Rows contained in a dataset:
-----

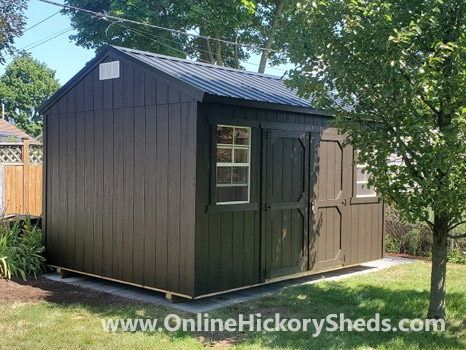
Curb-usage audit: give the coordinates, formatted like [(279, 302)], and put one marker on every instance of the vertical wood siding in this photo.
[(228, 244), (120, 190)]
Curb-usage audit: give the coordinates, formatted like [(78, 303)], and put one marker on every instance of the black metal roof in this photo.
[(222, 81)]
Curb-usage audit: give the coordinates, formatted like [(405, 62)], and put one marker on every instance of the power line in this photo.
[(107, 16), (45, 19), (150, 37), (41, 41)]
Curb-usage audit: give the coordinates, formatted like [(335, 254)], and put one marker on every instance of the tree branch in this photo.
[(456, 236), (456, 225), (423, 99)]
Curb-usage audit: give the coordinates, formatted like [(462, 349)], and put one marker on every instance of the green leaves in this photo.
[(12, 22), (21, 250), (25, 85)]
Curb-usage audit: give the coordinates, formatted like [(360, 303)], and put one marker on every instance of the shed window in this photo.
[(233, 164), (362, 179)]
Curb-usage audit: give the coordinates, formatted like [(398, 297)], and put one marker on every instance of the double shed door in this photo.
[(306, 189)]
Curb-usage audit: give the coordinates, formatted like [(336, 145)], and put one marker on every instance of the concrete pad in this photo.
[(227, 299)]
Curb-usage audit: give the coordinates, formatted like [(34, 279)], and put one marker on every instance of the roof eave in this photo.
[(196, 93), (72, 82)]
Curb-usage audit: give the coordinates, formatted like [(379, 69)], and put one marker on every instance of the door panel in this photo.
[(330, 194), (286, 202)]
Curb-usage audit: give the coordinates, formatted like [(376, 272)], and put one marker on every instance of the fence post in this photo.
[(25, 154)]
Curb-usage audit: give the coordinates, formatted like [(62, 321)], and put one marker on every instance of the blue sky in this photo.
[(60, 53)]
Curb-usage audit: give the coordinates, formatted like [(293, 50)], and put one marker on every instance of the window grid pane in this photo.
[(362, 180)]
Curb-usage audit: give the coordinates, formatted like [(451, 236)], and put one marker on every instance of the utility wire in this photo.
[(41, 41), (106, 17), (45, 19), (151, 36)]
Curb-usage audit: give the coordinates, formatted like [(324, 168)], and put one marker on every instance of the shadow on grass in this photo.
[(318, 301), (302, 302)]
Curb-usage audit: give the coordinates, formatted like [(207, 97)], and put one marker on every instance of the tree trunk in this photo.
[(269, 42), (439, 269)]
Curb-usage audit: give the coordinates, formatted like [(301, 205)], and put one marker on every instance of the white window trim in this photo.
[(372, 195), (233, 164)]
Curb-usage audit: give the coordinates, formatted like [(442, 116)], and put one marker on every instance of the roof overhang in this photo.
[(190, 90), (266, 105)]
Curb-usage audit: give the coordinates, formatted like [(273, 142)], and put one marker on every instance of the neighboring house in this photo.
[(195, 179)]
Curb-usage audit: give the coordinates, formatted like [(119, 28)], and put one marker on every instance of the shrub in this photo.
[(21, 250), (403, 237), (457, 256)]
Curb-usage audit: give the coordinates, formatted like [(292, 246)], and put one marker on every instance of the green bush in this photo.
[(457, 256), (21, 250), (403, 237)]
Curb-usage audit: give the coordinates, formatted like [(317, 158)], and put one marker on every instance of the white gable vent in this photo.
[(109, 70)]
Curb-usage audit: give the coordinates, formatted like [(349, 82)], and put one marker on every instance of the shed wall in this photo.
[(229, 244), (120, 168)]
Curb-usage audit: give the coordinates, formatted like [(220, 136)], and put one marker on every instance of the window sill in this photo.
[(365, 200), (228, 208)]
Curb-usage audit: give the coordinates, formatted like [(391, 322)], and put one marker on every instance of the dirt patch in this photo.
[(34, 291)]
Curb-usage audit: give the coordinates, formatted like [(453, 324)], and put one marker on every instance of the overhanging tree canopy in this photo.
[(25, 85), (399, 70)]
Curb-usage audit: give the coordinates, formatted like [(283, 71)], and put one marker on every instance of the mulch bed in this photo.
[(56, 292), (407, 256)]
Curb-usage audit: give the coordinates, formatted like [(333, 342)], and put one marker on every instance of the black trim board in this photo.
[(110, 52), (266, 105)]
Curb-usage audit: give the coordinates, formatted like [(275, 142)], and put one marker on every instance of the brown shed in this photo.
[(194, 179)]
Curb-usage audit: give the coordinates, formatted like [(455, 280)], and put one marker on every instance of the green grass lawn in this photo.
[(396, 293)]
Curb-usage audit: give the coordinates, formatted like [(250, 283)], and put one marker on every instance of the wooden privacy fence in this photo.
[(20, 178)]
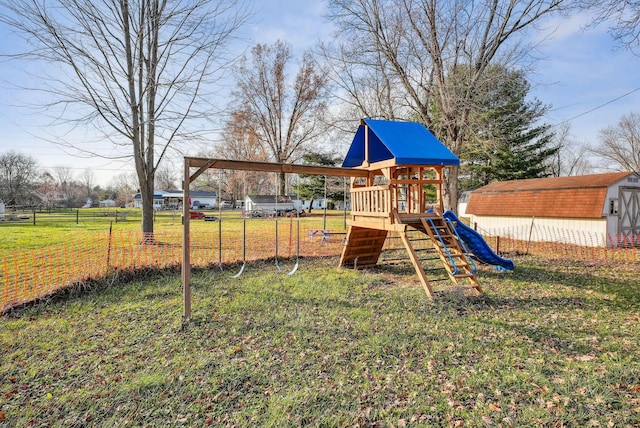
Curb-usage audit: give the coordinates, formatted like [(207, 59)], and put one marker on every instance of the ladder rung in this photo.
[(464, 275)]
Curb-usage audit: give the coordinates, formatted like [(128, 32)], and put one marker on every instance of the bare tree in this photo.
[(418, 43), (570, 158), (620, 144), (136, 70), (18, 174), (122, 188), (165, 177), (87, 179), (285, 115), (240, 142)]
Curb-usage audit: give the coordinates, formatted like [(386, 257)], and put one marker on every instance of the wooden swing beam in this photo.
[(204, 164)]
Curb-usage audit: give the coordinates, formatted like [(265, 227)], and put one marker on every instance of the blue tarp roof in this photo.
[(409, 143)]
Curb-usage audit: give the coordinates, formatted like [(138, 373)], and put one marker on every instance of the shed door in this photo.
[(629, 200)]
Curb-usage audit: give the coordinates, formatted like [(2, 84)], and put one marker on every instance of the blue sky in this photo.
[(580, 73)]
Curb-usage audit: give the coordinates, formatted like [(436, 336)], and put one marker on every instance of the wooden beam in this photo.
[(332, 171), (186, 247)]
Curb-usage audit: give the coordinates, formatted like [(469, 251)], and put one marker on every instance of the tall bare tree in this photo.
[(620, 144), (134, 70), (18, 173), (240, 142), (418, 43), (570, 158), (285, 115)]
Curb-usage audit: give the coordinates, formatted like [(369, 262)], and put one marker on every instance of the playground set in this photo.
[(396, 171)]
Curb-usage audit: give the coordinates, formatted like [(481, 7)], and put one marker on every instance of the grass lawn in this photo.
[(550, 344)]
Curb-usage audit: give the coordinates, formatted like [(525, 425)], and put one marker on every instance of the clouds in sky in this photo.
[(578, 71)]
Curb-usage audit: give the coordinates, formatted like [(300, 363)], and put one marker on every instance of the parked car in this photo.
[(296, 213)]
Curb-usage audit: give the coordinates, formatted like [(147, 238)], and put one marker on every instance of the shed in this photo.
[(605, 207)]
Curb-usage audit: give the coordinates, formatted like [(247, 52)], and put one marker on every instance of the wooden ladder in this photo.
[(455, 259)]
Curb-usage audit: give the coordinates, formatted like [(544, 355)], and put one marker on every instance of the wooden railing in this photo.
[(372, 201)]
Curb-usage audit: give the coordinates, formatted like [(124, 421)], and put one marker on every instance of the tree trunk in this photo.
[(146, 191)]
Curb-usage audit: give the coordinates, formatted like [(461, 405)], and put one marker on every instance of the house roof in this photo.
[(558, 197), (408, 143), (269, 199)]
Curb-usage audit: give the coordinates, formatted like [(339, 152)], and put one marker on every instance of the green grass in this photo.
[(550, 344), (17, 237)]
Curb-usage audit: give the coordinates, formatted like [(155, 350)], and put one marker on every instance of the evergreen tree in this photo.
[(505, 141)]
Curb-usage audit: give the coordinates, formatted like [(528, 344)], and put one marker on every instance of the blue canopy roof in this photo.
[(409, 143)]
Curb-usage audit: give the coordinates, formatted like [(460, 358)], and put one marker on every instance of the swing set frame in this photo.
[(204, 164)]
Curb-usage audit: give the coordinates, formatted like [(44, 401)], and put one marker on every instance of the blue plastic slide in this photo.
[(477, 245)]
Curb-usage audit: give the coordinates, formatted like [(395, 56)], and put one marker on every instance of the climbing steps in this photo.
[(434, 248), (451, 250)]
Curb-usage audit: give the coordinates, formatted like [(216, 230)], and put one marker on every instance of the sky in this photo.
[(587, 81)]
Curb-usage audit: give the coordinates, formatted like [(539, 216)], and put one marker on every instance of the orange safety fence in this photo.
[(30, 275)]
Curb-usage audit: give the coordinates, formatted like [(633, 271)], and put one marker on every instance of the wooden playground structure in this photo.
[(396, 171)]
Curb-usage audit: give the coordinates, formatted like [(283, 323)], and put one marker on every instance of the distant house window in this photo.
[(613, 206)]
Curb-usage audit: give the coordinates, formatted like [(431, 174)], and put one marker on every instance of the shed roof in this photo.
[(409, 143), (559, 197)]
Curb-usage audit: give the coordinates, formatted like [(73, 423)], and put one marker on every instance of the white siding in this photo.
[(587, 232)]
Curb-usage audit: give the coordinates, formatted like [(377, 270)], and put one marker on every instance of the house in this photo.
[(266, 204), (172, 199), (605, 206)]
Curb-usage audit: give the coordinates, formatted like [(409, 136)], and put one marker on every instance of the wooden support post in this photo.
[(186, 245)]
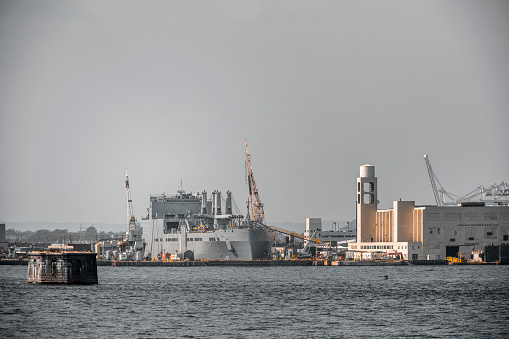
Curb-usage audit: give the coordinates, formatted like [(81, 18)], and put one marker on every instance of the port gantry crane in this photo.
[(496, 194), (256, 205)]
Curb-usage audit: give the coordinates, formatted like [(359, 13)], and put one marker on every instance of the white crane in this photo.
[(496, 194)]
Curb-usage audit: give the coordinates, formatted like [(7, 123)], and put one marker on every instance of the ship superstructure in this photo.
[(191, 226)]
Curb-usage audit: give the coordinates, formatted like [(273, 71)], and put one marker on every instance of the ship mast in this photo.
[(257, 214)]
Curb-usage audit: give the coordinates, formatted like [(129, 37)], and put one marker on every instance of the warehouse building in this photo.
[(424, 232)]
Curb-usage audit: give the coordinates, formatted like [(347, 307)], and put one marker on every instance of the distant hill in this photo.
[(70, 226)]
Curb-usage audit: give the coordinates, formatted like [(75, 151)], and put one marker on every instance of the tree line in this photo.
[(59, 236)]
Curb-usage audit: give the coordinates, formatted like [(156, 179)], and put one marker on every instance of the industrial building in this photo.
[(424, 232)]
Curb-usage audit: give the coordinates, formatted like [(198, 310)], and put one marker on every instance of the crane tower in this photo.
[(256, 206), (131, 220)]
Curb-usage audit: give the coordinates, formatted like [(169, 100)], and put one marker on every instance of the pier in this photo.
[(62, 268)]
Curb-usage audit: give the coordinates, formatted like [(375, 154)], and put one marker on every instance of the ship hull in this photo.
[(243, 243)]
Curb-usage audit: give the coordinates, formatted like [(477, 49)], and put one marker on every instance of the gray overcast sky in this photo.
[(169, 89)]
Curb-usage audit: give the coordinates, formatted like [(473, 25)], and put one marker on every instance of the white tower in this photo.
[(366, 204)]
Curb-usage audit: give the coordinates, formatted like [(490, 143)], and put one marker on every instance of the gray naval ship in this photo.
[(190, 226)]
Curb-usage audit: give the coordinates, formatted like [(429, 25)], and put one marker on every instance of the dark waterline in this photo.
[(261, 302)]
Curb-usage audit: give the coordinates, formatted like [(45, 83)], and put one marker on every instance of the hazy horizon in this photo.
[(169, 90)]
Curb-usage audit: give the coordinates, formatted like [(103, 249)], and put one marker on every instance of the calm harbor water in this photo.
[(261, 302)]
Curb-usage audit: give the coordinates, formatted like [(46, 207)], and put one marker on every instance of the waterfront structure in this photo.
[(4, 245), (424, 232), (330, 241), (49, 267), (190, 226)]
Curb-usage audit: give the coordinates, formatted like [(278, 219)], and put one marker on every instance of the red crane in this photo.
[(255, 204)]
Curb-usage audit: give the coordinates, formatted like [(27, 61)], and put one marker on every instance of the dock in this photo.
[(62, 268)]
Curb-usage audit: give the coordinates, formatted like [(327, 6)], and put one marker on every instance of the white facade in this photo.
[(426, 232)]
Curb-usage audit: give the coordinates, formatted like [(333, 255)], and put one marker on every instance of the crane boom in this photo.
[(432, 179), (256, 206)]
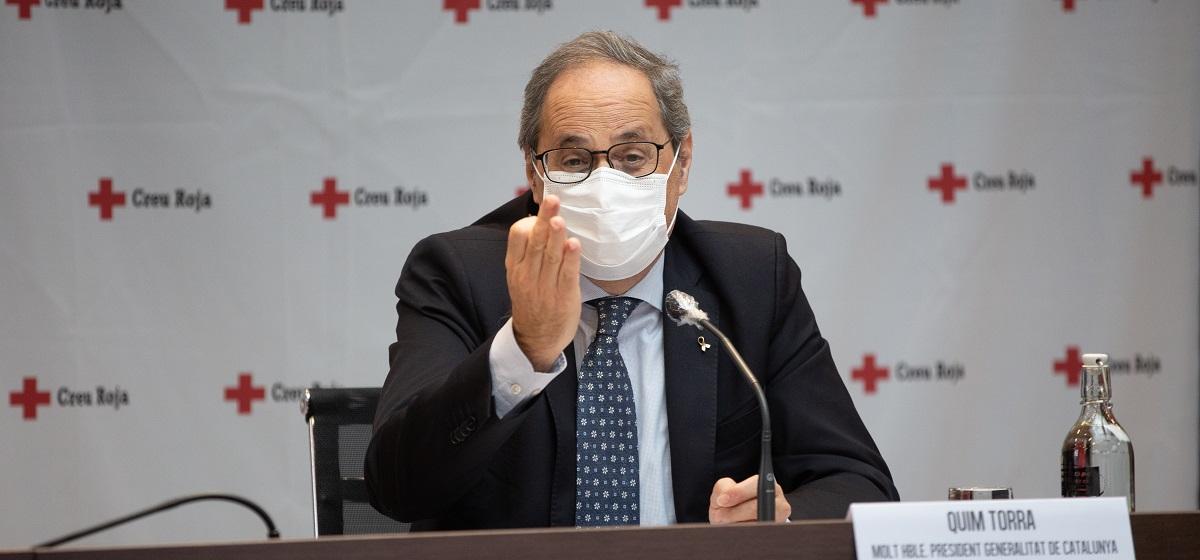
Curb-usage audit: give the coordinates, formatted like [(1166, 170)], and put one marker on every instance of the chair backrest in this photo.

-----

- **TASK DESCRIPTION**
Convert the stretch from the start of the rows through the line containing "[(362, 180)]", that line included, into a numbered list. Skip blank lines and omit the pictures.

- **FINISHED ANSWER**
1. Curb-usage audit: give the coordinates, formatted like [(279, 302)], and put one marker on every instance of the vertical wood siding in this photo.
2. [(228, 244), (120, 190)]
3. Curb-usage audit: give the coordinates, formatted like [(78, 303)], and put one marker on every instance of the black metal roof in this photo.
4. [(222, 81)]
5. Curb-usage audit: give the coordinates, formatted like [(405, 62)], and put one marker on every instance of the power line in this photo.
6. [(107, 16), (45, 19), (150, 37), (41, 41)]
7. Curb-usage audit: give the coordinates, formatted like [(335, 254)], and put one marker on every instance of the tree branch in this photo.
8. [(456, 236), (456, 225), (423, 99)]
9. Curb-usage audit: give the coordinates, formatted like [(462, 349)], and put one marker on every instance of the green leaves in this photo.
10. [(12, 22), (21, 250), (25, 85)]
11. Curb-usage audit: give the coordinates, formatted like [(360, 303)], and put one marker on every instance of the shed window in this photo.
12. [(233, 164), (362, 179)]
13. Curb-usage audit: give the coordinates, formatted like [(398, 297)], and put one marker on every instance of the double shed door in this photo.
14. [(306, 189)]
15. Curb-usage audit: give the coordinates, formatted like [(336, 145)], and put one marker on every instance of the concrete pad in this photo.
16. [(227, 299)]
17. Curb-usage audit: give the coordinates, formatted like [(34, 279)], and put one marker on every instance of the roof eave in this photo.
18. [(196, 93), (72, 82)]
19. Curb-usage audit: give the coordinates, formatted like [(379, 69)], and put one marker on every instance of the door panel in this photo.
20. [(330, 194), (286, 202)]
21. Curb-usage audit: give the coordinates, formatted like [(376, 272)], and put one marker on every instance of the fence post in this photo.
22. [(25, 154)]
23. Curb-usage audit: give the coordinates, formatted like [(62, 321)], and put one marker on every instance of the blue sky in this photo.
24. [(60, 53)]
25. Curb-usage audit: give the coordinates, formatted like [(293, 50)], and put one marker on every instance of the window grid pane in this photo.
26. [(362, 180)]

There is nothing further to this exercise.